> [Your instructions]
Send back all the data below, exactly as given.

> [Listed records]

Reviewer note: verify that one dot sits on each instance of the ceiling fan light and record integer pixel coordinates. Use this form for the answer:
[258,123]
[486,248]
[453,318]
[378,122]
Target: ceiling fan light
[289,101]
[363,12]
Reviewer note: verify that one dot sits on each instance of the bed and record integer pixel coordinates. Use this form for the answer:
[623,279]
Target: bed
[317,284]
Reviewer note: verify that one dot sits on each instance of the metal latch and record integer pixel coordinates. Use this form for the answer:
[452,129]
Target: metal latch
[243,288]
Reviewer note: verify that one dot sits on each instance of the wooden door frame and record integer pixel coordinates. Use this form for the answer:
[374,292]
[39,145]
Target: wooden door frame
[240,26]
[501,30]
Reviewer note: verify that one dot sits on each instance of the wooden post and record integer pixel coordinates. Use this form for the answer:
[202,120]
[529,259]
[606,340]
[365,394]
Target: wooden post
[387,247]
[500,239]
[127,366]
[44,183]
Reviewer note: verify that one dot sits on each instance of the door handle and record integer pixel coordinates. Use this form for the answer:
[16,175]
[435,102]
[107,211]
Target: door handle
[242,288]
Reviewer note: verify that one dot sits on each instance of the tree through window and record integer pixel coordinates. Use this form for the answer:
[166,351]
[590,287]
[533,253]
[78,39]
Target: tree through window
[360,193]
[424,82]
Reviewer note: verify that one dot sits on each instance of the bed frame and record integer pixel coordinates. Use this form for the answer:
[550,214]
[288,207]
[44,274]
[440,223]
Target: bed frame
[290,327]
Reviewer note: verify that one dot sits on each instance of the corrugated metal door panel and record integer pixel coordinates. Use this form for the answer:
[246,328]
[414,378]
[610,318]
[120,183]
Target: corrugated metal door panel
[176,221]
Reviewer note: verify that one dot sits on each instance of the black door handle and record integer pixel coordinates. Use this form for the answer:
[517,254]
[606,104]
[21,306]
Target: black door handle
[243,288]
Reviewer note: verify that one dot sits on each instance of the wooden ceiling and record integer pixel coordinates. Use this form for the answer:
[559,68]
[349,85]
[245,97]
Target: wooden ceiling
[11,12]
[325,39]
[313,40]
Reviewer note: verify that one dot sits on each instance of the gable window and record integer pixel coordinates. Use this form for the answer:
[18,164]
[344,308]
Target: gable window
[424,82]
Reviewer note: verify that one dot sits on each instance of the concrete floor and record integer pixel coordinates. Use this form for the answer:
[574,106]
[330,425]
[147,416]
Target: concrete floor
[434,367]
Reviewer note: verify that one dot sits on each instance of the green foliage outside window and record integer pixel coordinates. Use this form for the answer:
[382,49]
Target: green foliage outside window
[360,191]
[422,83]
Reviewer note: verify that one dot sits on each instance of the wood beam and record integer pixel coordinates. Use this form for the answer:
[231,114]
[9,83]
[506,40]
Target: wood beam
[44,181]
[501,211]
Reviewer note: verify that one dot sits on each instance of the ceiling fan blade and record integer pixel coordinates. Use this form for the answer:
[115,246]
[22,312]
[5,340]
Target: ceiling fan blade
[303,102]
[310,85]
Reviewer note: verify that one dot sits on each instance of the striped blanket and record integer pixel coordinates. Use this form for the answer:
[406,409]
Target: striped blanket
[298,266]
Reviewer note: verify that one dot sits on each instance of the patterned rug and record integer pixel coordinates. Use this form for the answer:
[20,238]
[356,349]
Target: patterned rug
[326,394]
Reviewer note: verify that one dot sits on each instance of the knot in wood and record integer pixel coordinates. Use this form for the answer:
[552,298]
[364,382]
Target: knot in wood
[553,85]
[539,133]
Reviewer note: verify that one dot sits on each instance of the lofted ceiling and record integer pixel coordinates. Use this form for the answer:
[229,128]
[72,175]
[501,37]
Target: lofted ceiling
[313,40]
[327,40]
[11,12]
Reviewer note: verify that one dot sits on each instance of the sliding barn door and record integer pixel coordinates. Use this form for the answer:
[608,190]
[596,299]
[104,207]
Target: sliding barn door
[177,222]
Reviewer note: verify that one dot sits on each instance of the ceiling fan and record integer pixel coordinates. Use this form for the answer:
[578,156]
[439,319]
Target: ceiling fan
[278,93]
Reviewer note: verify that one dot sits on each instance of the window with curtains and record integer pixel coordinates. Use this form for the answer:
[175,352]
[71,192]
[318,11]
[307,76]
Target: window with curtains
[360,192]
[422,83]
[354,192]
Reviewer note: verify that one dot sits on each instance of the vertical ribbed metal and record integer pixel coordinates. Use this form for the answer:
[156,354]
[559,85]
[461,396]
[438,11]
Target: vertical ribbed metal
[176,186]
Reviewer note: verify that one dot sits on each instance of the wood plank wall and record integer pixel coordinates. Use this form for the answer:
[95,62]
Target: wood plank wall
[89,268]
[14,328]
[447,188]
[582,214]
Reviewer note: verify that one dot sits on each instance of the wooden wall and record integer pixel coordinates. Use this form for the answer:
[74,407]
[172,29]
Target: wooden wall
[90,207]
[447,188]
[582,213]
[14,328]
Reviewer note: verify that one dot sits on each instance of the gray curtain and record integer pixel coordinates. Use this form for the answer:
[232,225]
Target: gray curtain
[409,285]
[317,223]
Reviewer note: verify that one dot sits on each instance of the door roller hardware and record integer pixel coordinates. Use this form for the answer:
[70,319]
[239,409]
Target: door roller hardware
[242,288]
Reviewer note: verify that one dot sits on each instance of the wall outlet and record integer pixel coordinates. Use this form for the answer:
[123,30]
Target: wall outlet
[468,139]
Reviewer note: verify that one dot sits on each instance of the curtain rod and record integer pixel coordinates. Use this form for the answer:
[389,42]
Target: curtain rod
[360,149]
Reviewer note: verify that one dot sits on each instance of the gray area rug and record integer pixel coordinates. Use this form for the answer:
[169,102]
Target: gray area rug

> [Exercise answer]
Reviewer note: verify that one dot sits on each instance of the ceiling fan light and record integer pixel coordinates. Use this form for the answer:
[258,123]
[486,248]
[453,318]
[378,122]
Target: ceiling fan light
[289,101]
[363,12]
Reviewer note: verify that one dot sits on each instance of the bed and record integer pixel coordinates. Use this form for the answer:
[623,279]
Target: bed
[317,284]
Reviewer note: verify that one dot sits on each instance of the metal latch and record integer pixel coordinates. Use this form for the answer:
[452,129]
Target: metal latch
[243,288]
Reviewer note: verify that one dot sits on each instance of the wooden door frame and record integer pixel coordinates. Use this form for the answer:
[374,292]
[39,145]
Target: wooden door frame
[240,26]
[501,30]
Reviewer note: verify that one dot sits on each instance of the wooden post and record integer pixel coordinates. Use this form for the answer:
[202,120]
[529,259]
[606,340]
[365,394]
Target: wooden post
[387,247]
[500,239]
[127,366]
[44,183]
Reviewer note: verify that one dot sits on each instance of the door handle and record integer pixel coordinates. Use this form for the answer:
[16,175]
[435,102]
[107,211]
Target: door handle
[242,288]
Reviewer note: verify that one dot sits on each instance of the tree through window and record integer pixel coordinates. Use this form for the answer:
[166,351]
[590,287]
[533,253]
[78,39]
Target: tree through window
[360,193]
[424,82]
Reviewer note: verify that one dot sits on each instance of the bed frame and record integer pixel coordinates. Use this form for the answer:
[550,214]
[288,207]
[44,274]
[440,223]
Target: bed frame
[290,327]
Reviewer note: verify that one dot sits on each instance of the corrugated metal door panel and record integer pixel coordinates. Use this form for the answer:
[246,328]
[414,378]
[610,318]
[120,183]
Target: corrugated metal door panel
[176,221]
Reviewer note: verify that one dot sits on each instance of the black door handle and record integer pixel coordinates. Use this form for the answer:
[517,254]
[606,104]
[21,306]
Target: black door handle
[243,288]
Reviewer note: verify that one dot sits on each instance of the wooden ceiling and record integer pixel coordinates. Use this form for the answer:
[559,68]
[349,85]
[245,97]
Target: wooden ceiling
[11,12]
[325,39]
[313,40]
Reviewer note: verify that one dot sits on each instance of the gable window and record integer pixel coordinates. Use this form for the answer:
[18,164]
[344,308]
Target: gable window
[424,82]
Reviewer note: verify that one dot sits on each instance of the concrete floor and record integer pixel coordinates. Use this form for the answer:
[574,106]
[330,425]
[147,416]
Target: concrete floor
[434,367]
Reviewer note: verify that one dot sits on each instance of the green foliage outside window and record integer pixel coordinates. Use this form for the answer:
[382,49]
Target: green foliage outside window
[360,191]
[422,83]
Reviewer note: verify that one dot sits on each instance of the wood beam and record integer pixel coordinates. Use this form for the answer:
[231,114]
[9,83]
[506,40]
Target: wood beam
[44,181]
[501,211]
Reviewer note: verify that one dot sits on each instance of the ceiling fan blade and record integer pixel coordinates. Use this form for the answer:
[115,246]
[22,312]
[5,340]
Target: ceiling fan blade
[303,102]
[310,85]
Reviewer note: verify that one dot sits on each instance of the striped blanket and record integer pixel coordinates. Use this form for the answer:
[406,409]
Target: striped blanket
[298,266]
Reviewer note: verify that one dot sits on each instance of the patterned rug and record integer pixel coordinates. Use this form for the answer:
[20,238]
[356,349]
Target: patterned rug
[326,394]
Reviewer note: verify that one dot sits on each instance of the knot in wood and record integer pixel coordinates. Use this form for the answer:
[552,298]
[364,382]
Target: knot in wood
[553,85]
[539,133]
Reviewer note: verify that one dot sits on each instance of the lofted ceiling and record integer pixel coordinates. Use this form for the answer:
[229,128]
[72,175]
[501,37]
Target: lofted ceiling
[313,40]
[327,40]
[11,12]
Reviewer note: verify that one dot sits on each instance of the sliding barn door and record integer pixel coordinates. Use this form for the answer:
[608,190]
[596,299]
[104,207]
Target: sliding barn door
[177,222]
Reviewer note: verify that one dot sits on each instance of the ceiling fan and record integer pixel coordinates. Use this form for the answer:
[578,156]
[439,319]
Target: ceiling fan
[278,93]
Reviewer note: verify that one dot sits on each instance of the window with curtains and record integer pixel coordinates. Use this form for the answer:
[175,352]
[71,192]
[318,11]
[307,76]
Target: window with curtains
[360,192]
[422,83]
[354,192]
Reviewer note: verify that one dot sits on each instance of the vertical ribbed metal and record integer pixel coordinates. Use this form for the answer:
[156,354]
[559,85]
[461,396]
[438,11]
Target: vertical ribbed metal
[176,186]
Reviewer note: verify that one dot sits on each instance of the wood plank wall and record integer pixel coordinates. Use this form for the answer:
[95,62]
Target: wood plank wall
[89,268]
[14,328]
[447,188]
[582,214]
Reviewer note: verify that one dot sits on each instance of the wooden wall and record integer pixel coordinates. Use this form for the answer:
[74,407]
[172,29]
Target: wooden wall
[90,207]
[447,188]
[582,213]
[14,328]
Reviewer note: verify that one dot sits on each instance of the gray curtain and record integer pixel coordinates. Use this form for the answer:
[232,225]
Target: gray curtain
[409,285]
[317,223]
Reviewer note: verify that one dot sits on each instance of the door roller hardware and record integer pixel coordinates. Use this form for the answer:
[70,319]
[239,409]
Target: door roller hardware
[242,288]
Reviewer note: verify that one dot sits on each instance of the wall outlet and record integer pixel coordinates. Use this form for the answer:
[123,30]
Target: wall outlet
[468,139]
Reviewer note: verify that one dot sits on each instance of the curtain rod and record integer pixel coordinates. Use this form for the answer:
[389,42]
Target: curtain rod
[360,149]
Reviewer note: verify that one dot sits on each instance of the gray area rug and record integer pixel coordinates. Use this form for the answer:
[169,102]
Target: gray area rug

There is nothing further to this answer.